[Rows from a box labeling dataset]

[Begin]

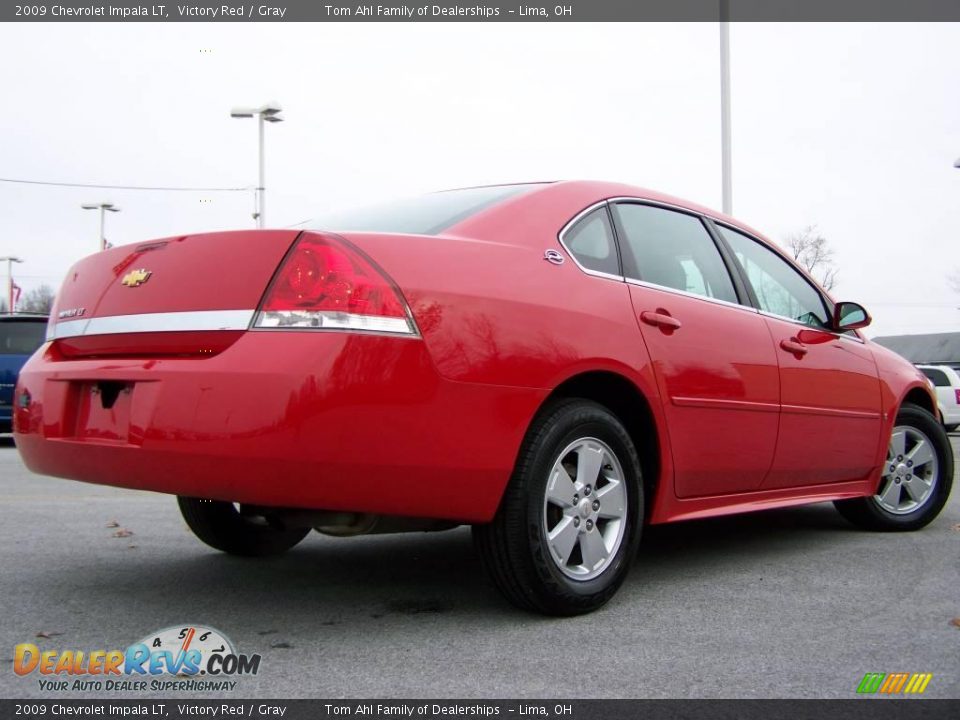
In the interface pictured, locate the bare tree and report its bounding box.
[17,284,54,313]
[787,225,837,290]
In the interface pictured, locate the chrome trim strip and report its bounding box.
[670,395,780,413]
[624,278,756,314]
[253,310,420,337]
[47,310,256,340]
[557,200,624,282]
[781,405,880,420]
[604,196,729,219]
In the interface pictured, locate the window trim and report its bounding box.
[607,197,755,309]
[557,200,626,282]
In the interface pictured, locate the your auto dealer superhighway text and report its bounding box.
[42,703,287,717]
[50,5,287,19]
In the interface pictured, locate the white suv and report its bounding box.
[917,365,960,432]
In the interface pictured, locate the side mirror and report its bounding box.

[End]

**TASK DESCRIPTION**
Repeat the entries exactly. Pictures are excluded from the copy.

**TASK RESULT**
In the interface pictured, locate the bare tree and report its bounding box.
[17,284,54,313]
[787,225,837,290]
In the interface pictured, locate the chrome trim strip and report its bounding box.
[670,395,780,413]
[624,278,756,314]
[253,310,420,337]
[47,310,256,340]
[557,200,624,282]
[781,405,880,420]
[604,196,729,219]
In the interface pictured, locate the window trim and report its bounding box.
[607,197,755,309]
[557,200,626,282]
In the interface pictured, locate the your auto dealer superhighway text and report its bounding box.
[42,703,287,717]
[50,5,287,19]
In the interface pictured, locate the white suv and report its bounding box.
[917,365,960,432]
In the interface pictured, locate the side mirror and report its bounding box.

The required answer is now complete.